[Written instruction] Reproduce the entries from the line containing "point: woman's right" through the end of the entries, substituting "amber light" for "orange glow" and leaving everything else unchanged.

[Material for this exercise]
+ + + + +

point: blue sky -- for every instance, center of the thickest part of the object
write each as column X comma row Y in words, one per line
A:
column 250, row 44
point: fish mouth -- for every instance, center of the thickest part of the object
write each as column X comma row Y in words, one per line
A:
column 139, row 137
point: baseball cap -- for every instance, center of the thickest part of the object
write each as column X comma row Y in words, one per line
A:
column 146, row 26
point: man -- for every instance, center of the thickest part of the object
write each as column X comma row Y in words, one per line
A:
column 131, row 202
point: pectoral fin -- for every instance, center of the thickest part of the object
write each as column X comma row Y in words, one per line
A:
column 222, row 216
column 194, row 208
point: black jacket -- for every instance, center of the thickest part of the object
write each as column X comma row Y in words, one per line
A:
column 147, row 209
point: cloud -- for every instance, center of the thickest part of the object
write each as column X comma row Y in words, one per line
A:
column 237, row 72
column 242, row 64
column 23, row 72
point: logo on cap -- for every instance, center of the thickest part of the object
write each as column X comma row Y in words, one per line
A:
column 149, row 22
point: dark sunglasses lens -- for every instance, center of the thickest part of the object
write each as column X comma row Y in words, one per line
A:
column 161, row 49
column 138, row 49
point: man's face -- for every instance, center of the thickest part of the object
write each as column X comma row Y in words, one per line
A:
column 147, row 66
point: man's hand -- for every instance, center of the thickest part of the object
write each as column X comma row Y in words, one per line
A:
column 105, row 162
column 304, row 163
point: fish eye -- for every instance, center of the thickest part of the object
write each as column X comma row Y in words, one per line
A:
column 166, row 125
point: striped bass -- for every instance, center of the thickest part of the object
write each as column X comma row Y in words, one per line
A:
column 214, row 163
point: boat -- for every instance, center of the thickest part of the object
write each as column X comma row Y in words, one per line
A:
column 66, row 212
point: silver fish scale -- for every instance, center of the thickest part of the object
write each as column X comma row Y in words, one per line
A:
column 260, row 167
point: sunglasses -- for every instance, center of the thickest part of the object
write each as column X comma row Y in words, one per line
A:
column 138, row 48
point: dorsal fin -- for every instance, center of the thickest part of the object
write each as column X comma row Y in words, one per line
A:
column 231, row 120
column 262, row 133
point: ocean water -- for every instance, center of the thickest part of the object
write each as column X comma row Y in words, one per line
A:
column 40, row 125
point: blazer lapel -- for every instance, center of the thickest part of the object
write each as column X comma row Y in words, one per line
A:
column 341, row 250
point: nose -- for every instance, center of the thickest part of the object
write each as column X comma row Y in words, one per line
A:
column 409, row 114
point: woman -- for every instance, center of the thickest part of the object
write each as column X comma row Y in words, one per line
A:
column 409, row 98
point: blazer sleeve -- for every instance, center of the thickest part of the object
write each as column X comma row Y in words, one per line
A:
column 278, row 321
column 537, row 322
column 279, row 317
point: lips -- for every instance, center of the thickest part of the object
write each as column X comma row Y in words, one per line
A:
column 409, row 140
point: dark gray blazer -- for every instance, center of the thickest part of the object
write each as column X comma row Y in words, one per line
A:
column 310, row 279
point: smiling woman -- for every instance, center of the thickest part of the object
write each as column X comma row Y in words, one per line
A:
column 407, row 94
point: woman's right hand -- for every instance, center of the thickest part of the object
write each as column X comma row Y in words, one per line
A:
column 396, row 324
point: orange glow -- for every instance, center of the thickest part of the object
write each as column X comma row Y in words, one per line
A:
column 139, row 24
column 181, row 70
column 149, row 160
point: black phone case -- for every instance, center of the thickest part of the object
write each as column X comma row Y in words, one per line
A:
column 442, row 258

+ + + + +

[Answer for the task]
point: woman's right hand -- for every instance, center of the thickest part of the object
write each as column X comma row Y in words, one per line
A:
column 396, row 324
point: amber light -- for every instance, center of the thickest part of the object
write each as column X comma row Y in words, one per line
A:
column 139, row 24
column 181, row 70
column 149, row 160
point: black phone case -- for every instance, center of the thickest part of the object
write each as column X comma row Y in words, one per line
A:
column 442, row 258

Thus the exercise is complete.